AutoAI implementation details

AutoAI automatically prepares data, applies algorithms, and builds model pipelines best suited for your data and use case. This topic describes some of the technical details that go into generating the pipelines.


Estimators used for classification models

Estimator Description
AdaBoost Classifier Fits a sequence of weak learners (slightly better than random guessing, such as small decision trees) on repeatedly modified versions of the data then combines results to produce the final prediction.
Bernoulli Naïve Bayes Classifier Version of Naive Bayes training and classification algorithms for data that is distributed according to multivariate Bernoulli distributions
Calibrated Classifier with Cross-Validation Uses cross-validation and estimates for each split of the model parameter on the training samples and the calibration of the test samples, then averages the probabilities of the folds.
Decision Tree Classifier Maps observations about an item (represented in branches) to conclusions about the item’s target value (represented in leaves). Supports both binary and multiclass labels, as well as both continuous and categorical features.
Extra Trees Classifier An averaging algorithm based on randomized decision trees.

◆ ◆ ◆ ◆

▸ ACTIONS TO TAKE
A – In the AutoAI implementation details text, rewrite the paragraph beginning "AutoAI automatically prepares data" as a shorter version that keeps its main facts.
B – From the AutoAI implementation details text, output the passage starting with "Estimators used for" and going on through "of the folds.".
C – Pick up the AutoAI implementation details text after its last line and continue it.

▸ PROVIDED DATA
◆ ◆ ◆ ◆

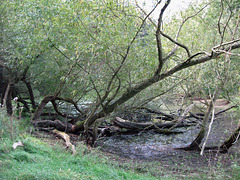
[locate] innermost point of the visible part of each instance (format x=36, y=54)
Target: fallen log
x=121, y=123
x=67, y=140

◆ ◆ ◆ ◆

▸ WRITTEN RESPONSES
A – AutoAI prepares data, applies algorithms, and builds the model pipelines that best fit the data and use case. This topic covers technical details of how those pipelines are generated.

B –
Estimators used for classification models

Estimator Description
AdaBoost Classifier Fits a sequence of weak learners (slightly better than random guessing, such as small decision trees) on repeatedly modified versions of the data then combines results to produce the final prediction.
Bernoulli Naïve Bayes Classifier Version of Naive Bayes training and classification algorithms for data that is distributed according to multivariate Bernoulli distributions
Calibrated Classifier with Cross-Validation Uses cross-validation and estimates for each split of the model parameter on the training samples and the calibration of the test samples, then averages the probabilities of the folds.

C –
Gaussian Naïve Bayes Classifier Classifies features based on Bayes’ theorem, which assumes that the presence of a feature in a class is unrelated to the presence of any other feature.
Gaussian Process Classifier Performs a probabilistic classification, where test predictions take the form of class probabilities.
Gradient Boosted Tree Classifier Produces a classification prediction model in the form of an ensemble of decision trees. It only supports binary labels, as well as both continuous and categorical features.
Nearest Neighbor Analysis (KNN) Classifier Determines class membership based on the membership of surrounding data points.
Label Propagation Infer labels by constructing a similarity graph over all items in the input dataset.
Label Spreading Infer labels by constructing a similarity graph over all items in the input dataset, minimizing the loss function.
LGBM Classifier Gradient boosting framework that uses leaf-wise (horizontal) tree-based learning algorithm.
Linear Discriminant Analysis Makes predictions by estimating the probability that a new set of inputs belongs to each class. Best for binary classification.
Linear Support Vector Classifier An implementation of Support Vector Classification for the case of a linear kernel.
Logistic Regression with Cross-Validation Divides dataset in to folds and in each iteration, omits a folds as the test set and trains the model on the rest of the folds.
Logistic Regression Analyzes a data set in which there are one or more independent variables that determine one of two outcomes. Only binary logistic regression is supported
MLP Classifier This algorithm optimizes the log-loss function using LBFGS or stochastic gradient descent.
Multinomial Naïve Bayes Classifier Suitable for classification with discrete features (for example, word counts for text classification).
Nearest Centroid Each class is represented by its centroid, with test samples classified to the class with the nearest centroid.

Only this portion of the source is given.